--- start ---
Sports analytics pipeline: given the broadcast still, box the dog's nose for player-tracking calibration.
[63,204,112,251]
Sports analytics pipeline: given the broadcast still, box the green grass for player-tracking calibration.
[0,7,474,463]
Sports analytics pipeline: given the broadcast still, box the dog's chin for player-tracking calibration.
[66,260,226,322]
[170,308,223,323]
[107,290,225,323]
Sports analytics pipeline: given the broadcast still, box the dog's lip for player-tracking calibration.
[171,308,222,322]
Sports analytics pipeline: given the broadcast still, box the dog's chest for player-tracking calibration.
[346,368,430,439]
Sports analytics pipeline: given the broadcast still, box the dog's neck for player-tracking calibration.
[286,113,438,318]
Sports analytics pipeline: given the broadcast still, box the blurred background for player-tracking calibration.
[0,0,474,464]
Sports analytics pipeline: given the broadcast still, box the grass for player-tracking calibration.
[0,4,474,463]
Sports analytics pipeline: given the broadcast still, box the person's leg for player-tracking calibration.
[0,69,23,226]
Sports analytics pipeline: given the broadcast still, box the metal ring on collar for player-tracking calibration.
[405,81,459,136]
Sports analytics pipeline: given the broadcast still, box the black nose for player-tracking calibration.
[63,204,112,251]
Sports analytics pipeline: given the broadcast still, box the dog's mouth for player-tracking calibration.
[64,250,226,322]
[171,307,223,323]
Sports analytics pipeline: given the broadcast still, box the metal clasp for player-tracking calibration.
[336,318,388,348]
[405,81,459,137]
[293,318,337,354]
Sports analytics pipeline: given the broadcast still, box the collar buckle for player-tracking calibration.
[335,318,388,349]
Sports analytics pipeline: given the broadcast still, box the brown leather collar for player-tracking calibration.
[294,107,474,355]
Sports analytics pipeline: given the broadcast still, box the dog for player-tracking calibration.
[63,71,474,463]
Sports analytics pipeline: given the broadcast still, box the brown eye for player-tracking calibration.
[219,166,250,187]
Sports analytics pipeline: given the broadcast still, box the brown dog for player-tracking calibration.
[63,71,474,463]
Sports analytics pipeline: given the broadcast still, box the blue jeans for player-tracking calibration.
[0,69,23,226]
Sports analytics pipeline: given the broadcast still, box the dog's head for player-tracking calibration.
--- end ---
#### [The problem]
Copy out all of the material above, word for word.

#### [Exercise answer]
Sports analytics pipeline: given the broadcast still, box the dog's nose for player-tracking calibration.
[63,204,112,251]
Sports analytics pipeline: given the broadcast still, box the green grass for player-tracking calibration.
[0,7,474,463]
Sports analytics pipeline: given the broadcast still, box the dog's chin for player-tracking calibration.
[66,260,226,322]
[170,308,223,323]
[107,290,225,323]
Sports analytics pipeline: given the broadcast still, box the dog's lip for player-tracking calibration.
[171,308,222,322]
Sports analytics pipeline: given the broadcast still, box the dog's chest for player-tracking calibration.
[346,368,430,439]
Sports analytics pipeline: given the broadcast still, box the dog's neck for player-tracking calibration.
[286,113,438,318]
Sports analytics pipeline: given the broadcast still, box the blurred background for player-tracking calibration.
[0,0,474,464]
Sports analytics pipeline: given the broadcast still, box the grass for player-tracking calibration.
[0,4,474,463]
Sports analytics pipeline: given the broadcast still, box the person's leg for player-tracking calibration.
[0,69,23,226]
Sports analytics pipeline: given the broadcast still, box the metal ring on collar for player-tracking calibration.
[405,81,459,136]
Sports analytics pipeline: given the broadcast still, box the black nose for player-tracking calibration.
[63,204,112,251]
Sports analytics pipeline: given the broadcast still, box the dog's mouth for player-tracking calibration.
[64,250,226,322]
[171,307,223,323]
Sports analytics pipeline: given the broadcast still, box the metal clasp for player-tracking calibration.
[336,318,388,348]
[405,81,459,137]
[293,318,337,354]
Sports analytics pipeline: given the broadcast still, box the collar buckle for player-tracking calibration.
[335,318,388,349]
Sports analytics pipeline: given the broadcast still, box the brown leather collar for player-tracking calibration.
[294,107,474,355]
Sports analytics pipeline: given the broadcast still, box the dog for player-tracking calibration.
[63,71,474,463]
Sports analytics pipeline: given the broadcast still, box the brown eye for player-tracking calibration.
[219,166,250,187]
Sports analytics pipeline: given the broadcast still, box the brown dog for player-tracking calibration.
[63,71,474,463]
Sports analytics pipeline: given the broadcast still, box the blue jeans for player-tracking calibration.
[0,69,23,226]
Sports analytics pipeline: given the broadcast still, box the dog's head for player-tracking calibration.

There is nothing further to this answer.